WHAT YOU SHOULD DO:
Please extend the court opinion on the Bergen County Utilities Authority's dispute with Rate Counsel, picking up right after its last sentence.

New Jersey Superior Court, Appellate Division


Decided: October 21, 1994.

BERGEN COUNTY UTILITIES AUTHORITY, PETITIONER-APPELLANT,
v.
STATE OF NEW JERSEY, DEPARTMENT OF THE PUBLIC ADVOCATE, DIVISION OF RATE COUNSEL, RESPONDENT-RESPONDENT.

On appeal from Final Decision of the Department of the Public Advocate, Division of Rate Counsel.

Before Judges Petrella, Havey and Cuff.

Petrella

The opinion of the court was delivered by

PETRELLA, P.J.A.D.

The issue in this case is whether the Bergen County Utilities Authority (the BCUA) is responsible for fees and expenses assessed by the Division of Rate Counsel in the Department of the Public Advocate (Rate Counsel).*fn1

The BCUA did not contest Rate Counsel's right to intervene in the rate-setting proceedings. Rather, it argues that Rate Counsel is not entitled to assess legal fees and expenses against it under N.J.S.A. 52:27E-19a because its March 1991 petition "sought no change in services whatsoever, and was expressly limited to approval of its proposed rate reduction. "

The Bergen County Board of Chosen Freeholders created the BCUA on March 23, 1978, to provide Bergen County certain water, sewer, and solid waste services. The BCUA has provided solid waste services and facilities since January 2, 1981. Its operations are subject to the New Jersey Solid Waste Management Act (N.J.S.A. 13:1E-1 to -207) and certain solid waste management plans adopted for the county's district.

On February 11, 1991, the BCUA filed (as required by N.J.S.A. 48:13A-6 and N.J.S.A. 48:13A-6.2) an application with the Board of Public Utilities (the BPU) for a certificate of public convenience and necessity to operate a solid waste transfer station in North Arlington, New Jersey.*fn2 At the same time, the BCUA also filed its initial tariff or solid waste rate structure.

Thereafter, on May 7, 1991, an Assistant Deputy Public Advocate sent a letter to the BPU with a copy to the BCUA, to inform it that Rate Counsel planned to participate fully in the proceedings regarding the BCUA's application for a certificate of public convenience and permanent rate structure.

The BPU granted the BCUA's request for a certificate on August 16, 1991, and accepted its initial tariff or rate structure on an interim basis, subject to refund based upon further review. On December 24, 1991, the Director of Rate Counsel wrote the Executive Director of the BCUA concerning the same matter and requested him to add another Rate Counsel attorney to the service list.

According to the BCUA, the rate structure accepted by the BPU had been promulgated in January 1990 in accordance with the then applicable rate-setting protocol established by the Municipal and County Utilities Authorities Law, particularly N.J.S.A. 40:14B-23. The "interim" rate structure accepted had already been in effect for nearly nineteen months and remained in effect until May 15, 1993, according to the BCUA. The BCUA points out that during that period "no taxpayer, system user or governmental agency" challenged or contested the reasonableness of its rate structure.

DATASET SECTION:
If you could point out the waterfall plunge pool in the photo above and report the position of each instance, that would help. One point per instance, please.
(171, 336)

ANSWER TO THIS EXERCISE:
On March 10, 1993, the BCUA petitioned the Department of Environmental Protection and Energy (DEPE) under N.J.S.A. 48:13A-6.2b,*fn3 to decrease its solid waste service rate for municipal waste from $124 to $122 per ton. The BCUA asserts that, at the time, "no change in services were contemplated." As of that time, according to Rate Counsel, neither the BPU nor DEPE had granted final approval of the BCUA's initial rate structure or services.

According to the BCUA, Rate Counsel moved, without objection, on March 29, 1993 to intervene (as of right) in the proceedings relating to BCUA's initial rate scheme and subsequent modification thereto. Rate Counsel states, however, that it "intervened on behalf of the public interest in all the proceedings subsequent to the BCUA's February 11, 1991, application." On May 4, 1993, Rate Counsel again notified the BCUA that it intended to participate in the application and petition process "insofar as changes in rates and/or services of the [BCUA] are at issue." Rate Counsel also advised the BCUA that it would be sending bills for its expenses pursuant to N.J.S.A. 52:27E-19a.

On May 14, 1993, the DEPE ordered the Office of Legal Affairs to transmit the BCUA's application for a certificate of public convenience and necessity, and petition for a decrease in rates, to the Office of Administrative Law (the OAL) for consolidation and a full hearing, as a contested case, on the setting of final rates and tariff design.

The DEPE also ordered the BCUA to submit by December 1, 1993, a copy of its 1994 solid waste budget and petition for solid waste disposal rates for solid waste generated in Bergen County to be effective March 1, 1994. In addition, the DEPE temporarily adjusted the BCUA's initial rates and tariff design for solid waste disposal for the period between May 14, 1993 and February 28, 1994; and directed the OAL to address a $31 million accounting adjustment, which the BCUA had made of unappropriated retained earnings, relating to accounting for municipal solid waste landfill closure/post closure care costs. This entire matter is apparently still pending before the OAL.*fn4

On June 3, 1993, the BCUA's attorney wrote the Director of Rate Counsel, disputing Rate Counsel's authority to assess legal expenses under N.J.S.A. 52:27E-19a against the BCUA. The BCUA took the position that because the proceedings presented "neither an increase in the rate, toll or fare, or charge of the BCUA, or discontinuance or change of any required service," the statute was not implicated.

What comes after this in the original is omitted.